- Exercise requirements: Reproduce every line of the items below, requests included, and scale each coordinate in the answers by 1.8, rounding to the nearest whole number with halves rounded up. Leave the numbers in the requests and in their format samples unchanged.

- Provided data:
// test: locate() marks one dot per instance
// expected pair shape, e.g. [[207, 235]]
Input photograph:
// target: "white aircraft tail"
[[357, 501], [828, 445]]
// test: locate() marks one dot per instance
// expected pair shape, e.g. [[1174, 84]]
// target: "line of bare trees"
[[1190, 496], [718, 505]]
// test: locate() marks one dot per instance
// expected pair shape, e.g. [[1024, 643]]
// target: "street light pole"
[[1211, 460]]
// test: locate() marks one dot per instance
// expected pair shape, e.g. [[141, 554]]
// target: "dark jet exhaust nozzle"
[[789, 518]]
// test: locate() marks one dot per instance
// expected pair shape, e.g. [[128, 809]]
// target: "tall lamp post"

- Response to the exercise:
// test: locate() marks one dot per instance
// expected pair shape, e.g. [[207, 235]]
Input photograph:
// target: "white aircraft tail"
[[643, 902], [1490, 801]]
// test: locate() marks one dot per instance
// expected pair shape, e.g. [[1174, 84]]
// target: "line of bare trees"
[[2142, 893], [1292, 909]]
// test: locate() marks one dot per instance
// expected pair shape, e.g. [[1024, 643]]
// target: "street light pole"
[[2180, 828]]
// test: locate() marks one dot per instance
// expected pair shape, e.g. [[141, 554]]
// target: "dark jet exhaust nozzle"
[[1420, 932]]
// test: locate() marks one dot per instance
// expected pair shape, e.g. [[128, 809]]
// target: "tall lamp post"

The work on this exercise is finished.